Dataset records
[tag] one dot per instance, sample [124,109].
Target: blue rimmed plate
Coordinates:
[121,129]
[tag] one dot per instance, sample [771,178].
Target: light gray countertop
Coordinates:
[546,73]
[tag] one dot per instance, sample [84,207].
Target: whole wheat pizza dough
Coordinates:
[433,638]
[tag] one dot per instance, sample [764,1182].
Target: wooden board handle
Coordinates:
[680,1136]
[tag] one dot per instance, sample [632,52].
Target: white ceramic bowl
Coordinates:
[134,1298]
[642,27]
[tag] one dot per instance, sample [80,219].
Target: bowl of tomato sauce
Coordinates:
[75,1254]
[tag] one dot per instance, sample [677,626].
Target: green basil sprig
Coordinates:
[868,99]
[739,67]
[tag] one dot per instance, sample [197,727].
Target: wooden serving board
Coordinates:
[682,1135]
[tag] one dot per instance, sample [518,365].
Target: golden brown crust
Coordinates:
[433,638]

Written problem
Please write out all of the material above again, substituting "bamboo" for every "wooden" and keeping everything else the same.

Response to the task
[tag] one dot per instance, sample [124,109].
Target: blue rimmed plate
Coordinates:
[121,129]
[tag] one dot per instance, sample [771,178].
Target: light gray countertop
Coordinates:
[546,73]
[tag] one dot per instance, sample [84,207].
Target: whole wheat pizza dough
Coordinates:
[433,638]
[tag] one dot per instance, sample [764,1182].
Target: bamboo board handle
Coordinates:
[680,1136]
[tag] one dot per instance, sample [632,52].
Target: white ceramic bowl
Coordinates:
[134,1298]
[642,27]
[tag] one dot per instance, sample [80,219].
Target: bowl of tomato sauce
Coordinates:
[75,1254]
[tag] one dot per instance, sample [677,626].
Target: green basil sprig
Coordinates:
[868,99]
[739,67]
[tag] one dot per instance, sample [197,727].
Target: bamboo serving board
Coordinates:
[682,1135]
[tag] one dot per instance, sample [518,365].
Target: golden brown crust
Coordinates:
[433,638]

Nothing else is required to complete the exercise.